** BEGIN INPUT DATA **

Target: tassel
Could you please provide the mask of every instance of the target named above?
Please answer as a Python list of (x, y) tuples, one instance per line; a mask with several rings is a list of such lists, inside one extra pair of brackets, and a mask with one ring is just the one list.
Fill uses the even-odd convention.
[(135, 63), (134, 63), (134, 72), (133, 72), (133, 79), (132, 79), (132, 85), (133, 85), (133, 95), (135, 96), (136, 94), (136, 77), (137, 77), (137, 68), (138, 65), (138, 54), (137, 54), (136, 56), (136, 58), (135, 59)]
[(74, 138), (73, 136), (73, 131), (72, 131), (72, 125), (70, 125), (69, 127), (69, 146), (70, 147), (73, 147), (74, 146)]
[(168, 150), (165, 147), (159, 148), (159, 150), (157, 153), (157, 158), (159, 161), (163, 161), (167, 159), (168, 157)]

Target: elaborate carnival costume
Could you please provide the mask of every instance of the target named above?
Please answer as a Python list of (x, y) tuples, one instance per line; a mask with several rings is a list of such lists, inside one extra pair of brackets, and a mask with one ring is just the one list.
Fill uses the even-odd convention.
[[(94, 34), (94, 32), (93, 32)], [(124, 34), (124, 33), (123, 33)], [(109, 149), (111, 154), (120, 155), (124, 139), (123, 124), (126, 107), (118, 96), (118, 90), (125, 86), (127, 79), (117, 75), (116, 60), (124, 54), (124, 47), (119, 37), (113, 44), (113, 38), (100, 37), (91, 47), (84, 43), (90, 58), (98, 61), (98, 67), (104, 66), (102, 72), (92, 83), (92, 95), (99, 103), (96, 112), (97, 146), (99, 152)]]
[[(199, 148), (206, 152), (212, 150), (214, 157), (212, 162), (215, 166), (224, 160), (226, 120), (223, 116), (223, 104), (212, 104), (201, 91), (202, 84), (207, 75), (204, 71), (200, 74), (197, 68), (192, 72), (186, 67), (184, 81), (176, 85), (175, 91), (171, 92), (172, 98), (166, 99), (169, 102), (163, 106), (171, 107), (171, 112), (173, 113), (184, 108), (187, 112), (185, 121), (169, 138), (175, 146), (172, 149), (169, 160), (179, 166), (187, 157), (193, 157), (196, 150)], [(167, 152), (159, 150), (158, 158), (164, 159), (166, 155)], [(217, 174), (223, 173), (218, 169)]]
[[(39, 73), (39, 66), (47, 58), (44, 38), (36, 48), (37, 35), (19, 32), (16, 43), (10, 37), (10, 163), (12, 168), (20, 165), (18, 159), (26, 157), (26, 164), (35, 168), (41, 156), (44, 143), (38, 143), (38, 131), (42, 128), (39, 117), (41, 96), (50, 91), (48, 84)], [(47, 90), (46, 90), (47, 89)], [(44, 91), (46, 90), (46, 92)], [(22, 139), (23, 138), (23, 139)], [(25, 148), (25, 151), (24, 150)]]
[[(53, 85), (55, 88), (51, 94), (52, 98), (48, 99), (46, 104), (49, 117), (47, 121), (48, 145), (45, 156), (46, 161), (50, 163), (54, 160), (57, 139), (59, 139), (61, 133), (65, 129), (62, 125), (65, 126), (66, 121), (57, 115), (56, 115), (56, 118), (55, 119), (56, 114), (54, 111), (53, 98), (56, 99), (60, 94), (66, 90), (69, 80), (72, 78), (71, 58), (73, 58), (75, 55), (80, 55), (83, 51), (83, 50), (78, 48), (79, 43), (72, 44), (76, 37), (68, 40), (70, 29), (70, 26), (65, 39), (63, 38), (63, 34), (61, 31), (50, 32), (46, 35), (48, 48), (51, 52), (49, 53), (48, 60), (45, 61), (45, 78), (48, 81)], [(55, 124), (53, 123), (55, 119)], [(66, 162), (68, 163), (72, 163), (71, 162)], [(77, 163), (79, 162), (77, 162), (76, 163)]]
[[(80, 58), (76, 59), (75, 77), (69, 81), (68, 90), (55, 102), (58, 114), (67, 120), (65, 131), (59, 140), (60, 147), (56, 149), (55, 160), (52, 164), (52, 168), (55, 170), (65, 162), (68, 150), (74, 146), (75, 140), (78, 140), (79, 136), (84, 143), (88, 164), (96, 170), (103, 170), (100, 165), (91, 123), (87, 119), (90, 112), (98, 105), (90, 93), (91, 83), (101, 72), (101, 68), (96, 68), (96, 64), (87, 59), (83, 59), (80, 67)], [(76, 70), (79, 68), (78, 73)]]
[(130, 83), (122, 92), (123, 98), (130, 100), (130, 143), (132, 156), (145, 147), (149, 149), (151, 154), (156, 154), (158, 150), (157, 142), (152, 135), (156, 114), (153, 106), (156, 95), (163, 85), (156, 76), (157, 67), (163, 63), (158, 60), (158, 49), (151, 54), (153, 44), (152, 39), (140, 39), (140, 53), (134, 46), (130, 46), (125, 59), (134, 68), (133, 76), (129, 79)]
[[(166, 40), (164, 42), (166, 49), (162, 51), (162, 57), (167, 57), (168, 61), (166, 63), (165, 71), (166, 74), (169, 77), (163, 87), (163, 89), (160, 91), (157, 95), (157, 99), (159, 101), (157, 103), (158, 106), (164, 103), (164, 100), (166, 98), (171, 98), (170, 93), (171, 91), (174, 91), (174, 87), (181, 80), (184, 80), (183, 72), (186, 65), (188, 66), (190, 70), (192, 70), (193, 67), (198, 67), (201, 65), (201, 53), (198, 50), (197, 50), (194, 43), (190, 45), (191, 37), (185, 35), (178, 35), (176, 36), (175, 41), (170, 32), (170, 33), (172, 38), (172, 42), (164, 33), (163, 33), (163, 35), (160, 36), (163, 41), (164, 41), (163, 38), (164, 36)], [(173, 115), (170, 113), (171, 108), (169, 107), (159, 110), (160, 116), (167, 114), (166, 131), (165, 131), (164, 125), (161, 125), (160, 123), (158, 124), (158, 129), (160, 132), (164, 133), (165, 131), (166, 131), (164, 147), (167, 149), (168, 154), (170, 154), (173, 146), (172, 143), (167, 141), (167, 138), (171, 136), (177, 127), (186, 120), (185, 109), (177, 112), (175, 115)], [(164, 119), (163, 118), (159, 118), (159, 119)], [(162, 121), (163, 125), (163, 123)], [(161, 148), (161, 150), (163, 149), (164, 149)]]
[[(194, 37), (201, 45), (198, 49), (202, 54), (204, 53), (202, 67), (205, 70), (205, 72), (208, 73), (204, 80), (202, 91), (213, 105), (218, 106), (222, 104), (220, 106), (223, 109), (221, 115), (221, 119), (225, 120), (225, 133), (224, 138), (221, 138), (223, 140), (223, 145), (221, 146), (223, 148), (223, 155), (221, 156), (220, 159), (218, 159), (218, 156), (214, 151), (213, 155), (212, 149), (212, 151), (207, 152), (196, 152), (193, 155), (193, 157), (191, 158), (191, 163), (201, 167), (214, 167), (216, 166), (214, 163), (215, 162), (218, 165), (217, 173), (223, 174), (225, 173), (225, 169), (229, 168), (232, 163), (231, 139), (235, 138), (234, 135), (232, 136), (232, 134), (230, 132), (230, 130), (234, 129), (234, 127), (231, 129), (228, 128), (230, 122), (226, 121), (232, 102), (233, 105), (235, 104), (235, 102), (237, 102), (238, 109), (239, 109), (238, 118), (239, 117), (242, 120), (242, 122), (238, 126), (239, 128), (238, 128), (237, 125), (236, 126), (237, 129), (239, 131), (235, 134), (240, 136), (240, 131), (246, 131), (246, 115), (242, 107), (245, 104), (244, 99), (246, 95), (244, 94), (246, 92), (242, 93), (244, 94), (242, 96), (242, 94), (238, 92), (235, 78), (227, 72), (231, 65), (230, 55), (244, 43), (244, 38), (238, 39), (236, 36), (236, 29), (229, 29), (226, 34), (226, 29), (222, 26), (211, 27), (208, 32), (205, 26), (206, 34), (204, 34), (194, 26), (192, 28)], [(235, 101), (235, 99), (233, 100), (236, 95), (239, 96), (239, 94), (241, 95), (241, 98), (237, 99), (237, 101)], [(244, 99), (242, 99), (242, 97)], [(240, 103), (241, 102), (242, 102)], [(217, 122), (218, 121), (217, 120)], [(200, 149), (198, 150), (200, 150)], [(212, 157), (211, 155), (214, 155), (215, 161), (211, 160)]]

** END INPUT DATA **

PROBLEM DETAILS
Rewrite the rows from their very start through the line holding "58), (135, 59)]", that line included, as a numbered list with blank lines left out.

WORKED ANSWER
1. Target: tassel
2. Could you please provide the mask of every instance of the target named above?
3. Please answer as a Python list of (x, y) tuples, one instance per line; a mask with several rings is a list of such lists, inside one extra pair of brackets, and a mask with one ring is just the one list.
4. Fill uses the even-odd convention.
5. [(135, 63), (134, 63), (134, 72), (133, 72), (133, 79), (132, 79), (132, 85), (133, 85), (133, 95), (135, 96), (136, 94), (136, 77), (137, 77), (137, 68), (138, 65), (138, 54), (137, 54), (136, 56), (136, 58), (135, 59)]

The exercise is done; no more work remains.